● **EXERCISE DATA**:
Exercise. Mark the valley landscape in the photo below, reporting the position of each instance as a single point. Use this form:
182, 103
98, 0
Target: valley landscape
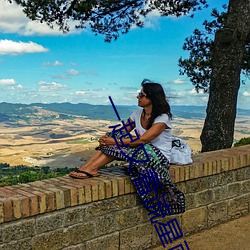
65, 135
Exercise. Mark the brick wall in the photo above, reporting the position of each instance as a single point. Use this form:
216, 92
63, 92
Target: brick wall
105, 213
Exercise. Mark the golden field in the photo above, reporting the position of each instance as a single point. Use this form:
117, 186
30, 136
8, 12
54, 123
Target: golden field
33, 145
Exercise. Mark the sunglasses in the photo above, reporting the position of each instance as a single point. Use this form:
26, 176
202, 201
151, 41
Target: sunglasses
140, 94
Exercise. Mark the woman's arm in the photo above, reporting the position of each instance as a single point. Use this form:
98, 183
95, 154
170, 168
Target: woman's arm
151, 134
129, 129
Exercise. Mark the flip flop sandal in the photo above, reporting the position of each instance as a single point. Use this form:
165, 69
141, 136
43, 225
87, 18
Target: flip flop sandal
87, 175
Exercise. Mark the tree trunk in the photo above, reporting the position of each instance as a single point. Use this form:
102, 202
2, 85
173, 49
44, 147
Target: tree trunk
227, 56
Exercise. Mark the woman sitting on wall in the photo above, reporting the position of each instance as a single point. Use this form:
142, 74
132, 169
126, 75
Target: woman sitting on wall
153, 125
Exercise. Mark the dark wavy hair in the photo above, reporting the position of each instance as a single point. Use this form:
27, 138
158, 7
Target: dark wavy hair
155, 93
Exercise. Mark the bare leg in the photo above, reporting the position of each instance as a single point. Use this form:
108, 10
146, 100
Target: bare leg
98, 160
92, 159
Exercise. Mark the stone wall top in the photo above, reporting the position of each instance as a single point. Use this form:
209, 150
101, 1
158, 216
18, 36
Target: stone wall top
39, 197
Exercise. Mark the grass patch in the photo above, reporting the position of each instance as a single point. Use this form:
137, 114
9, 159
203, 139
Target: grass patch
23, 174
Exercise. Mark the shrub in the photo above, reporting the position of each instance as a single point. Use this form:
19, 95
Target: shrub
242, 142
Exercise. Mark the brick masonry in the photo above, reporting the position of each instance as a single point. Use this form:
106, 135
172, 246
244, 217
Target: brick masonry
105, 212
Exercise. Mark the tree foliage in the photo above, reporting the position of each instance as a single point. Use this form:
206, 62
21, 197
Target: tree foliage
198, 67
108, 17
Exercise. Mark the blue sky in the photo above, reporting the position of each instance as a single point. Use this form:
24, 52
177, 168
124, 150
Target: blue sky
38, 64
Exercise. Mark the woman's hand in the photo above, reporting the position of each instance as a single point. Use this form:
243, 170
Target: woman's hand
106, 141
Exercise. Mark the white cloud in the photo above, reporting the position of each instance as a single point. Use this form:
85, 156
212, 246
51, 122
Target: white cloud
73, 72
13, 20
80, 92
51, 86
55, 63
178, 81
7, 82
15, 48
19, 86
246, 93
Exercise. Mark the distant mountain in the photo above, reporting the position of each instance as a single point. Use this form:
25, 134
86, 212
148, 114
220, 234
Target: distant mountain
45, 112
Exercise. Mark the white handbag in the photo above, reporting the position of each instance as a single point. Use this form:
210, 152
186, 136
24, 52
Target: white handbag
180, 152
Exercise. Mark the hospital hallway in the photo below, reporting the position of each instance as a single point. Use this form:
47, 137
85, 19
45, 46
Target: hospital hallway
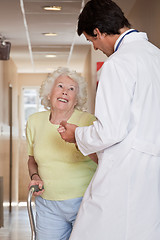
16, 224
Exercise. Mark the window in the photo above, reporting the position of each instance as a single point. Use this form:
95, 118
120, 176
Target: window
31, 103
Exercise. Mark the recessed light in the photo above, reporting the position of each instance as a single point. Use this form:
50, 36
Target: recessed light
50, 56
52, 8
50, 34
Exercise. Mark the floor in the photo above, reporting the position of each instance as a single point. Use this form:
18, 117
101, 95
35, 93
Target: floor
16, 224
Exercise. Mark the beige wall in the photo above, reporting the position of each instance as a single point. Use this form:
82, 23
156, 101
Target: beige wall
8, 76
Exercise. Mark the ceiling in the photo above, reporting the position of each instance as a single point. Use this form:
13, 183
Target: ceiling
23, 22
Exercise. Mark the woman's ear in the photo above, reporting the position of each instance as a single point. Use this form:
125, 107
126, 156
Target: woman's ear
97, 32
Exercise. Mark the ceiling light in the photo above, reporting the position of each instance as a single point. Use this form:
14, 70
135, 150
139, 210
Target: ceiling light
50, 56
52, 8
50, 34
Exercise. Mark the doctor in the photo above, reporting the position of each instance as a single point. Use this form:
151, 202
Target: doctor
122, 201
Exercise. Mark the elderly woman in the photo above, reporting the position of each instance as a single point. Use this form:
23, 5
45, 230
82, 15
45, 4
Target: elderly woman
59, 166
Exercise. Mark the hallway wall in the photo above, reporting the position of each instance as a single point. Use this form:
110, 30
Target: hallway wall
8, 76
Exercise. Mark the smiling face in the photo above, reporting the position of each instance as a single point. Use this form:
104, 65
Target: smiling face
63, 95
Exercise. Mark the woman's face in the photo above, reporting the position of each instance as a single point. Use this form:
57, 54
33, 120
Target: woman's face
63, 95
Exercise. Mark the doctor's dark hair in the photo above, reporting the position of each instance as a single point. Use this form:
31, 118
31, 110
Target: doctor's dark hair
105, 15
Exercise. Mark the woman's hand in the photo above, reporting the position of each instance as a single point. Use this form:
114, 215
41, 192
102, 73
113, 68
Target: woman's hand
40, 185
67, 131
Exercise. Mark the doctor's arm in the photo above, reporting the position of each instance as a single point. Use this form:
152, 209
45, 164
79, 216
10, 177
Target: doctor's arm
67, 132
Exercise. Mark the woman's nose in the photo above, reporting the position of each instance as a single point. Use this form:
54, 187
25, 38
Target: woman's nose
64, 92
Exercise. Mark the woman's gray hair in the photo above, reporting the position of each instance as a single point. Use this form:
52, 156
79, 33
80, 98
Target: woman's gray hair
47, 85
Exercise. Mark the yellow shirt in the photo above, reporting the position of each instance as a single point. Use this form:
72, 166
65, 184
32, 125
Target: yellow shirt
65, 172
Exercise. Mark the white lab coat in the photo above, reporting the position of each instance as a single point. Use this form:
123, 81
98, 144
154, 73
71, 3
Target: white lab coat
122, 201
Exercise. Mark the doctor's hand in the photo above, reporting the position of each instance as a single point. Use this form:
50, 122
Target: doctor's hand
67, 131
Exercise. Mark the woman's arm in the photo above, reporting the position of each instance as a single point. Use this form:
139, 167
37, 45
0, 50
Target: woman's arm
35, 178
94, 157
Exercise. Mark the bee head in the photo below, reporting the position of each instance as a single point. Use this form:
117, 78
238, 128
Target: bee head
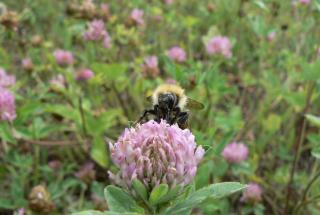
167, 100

● **WHAT YOU NEED TO DO**:
Copy everything from the line containing "Exercise. Mark the doctor's hand" down to the end of the data, requests included, and shift both coordinates of every answer point up by 93, leaving the sample numbers unchanged. Leave the pictures out.

● **EXERCISE RESULT**:
Exercise. Mark the doctor's hand in the photo above, reporting the position of each instance as a single point. Use this form:
50, 122
Target: doctor's hand
160, 224
Exercise. Mark the woman's arm in the photo above, reporting the position of each instance as a single point. Use this form:
139, 167
37, 45
0, 50
Target: woman's arm
128, 271
187, 250
Exercise. Mark the bee head in the photo below, reporting the position of each instance as a single point. Use this form:
117, 78
238, 128
Target: bee head
260, 193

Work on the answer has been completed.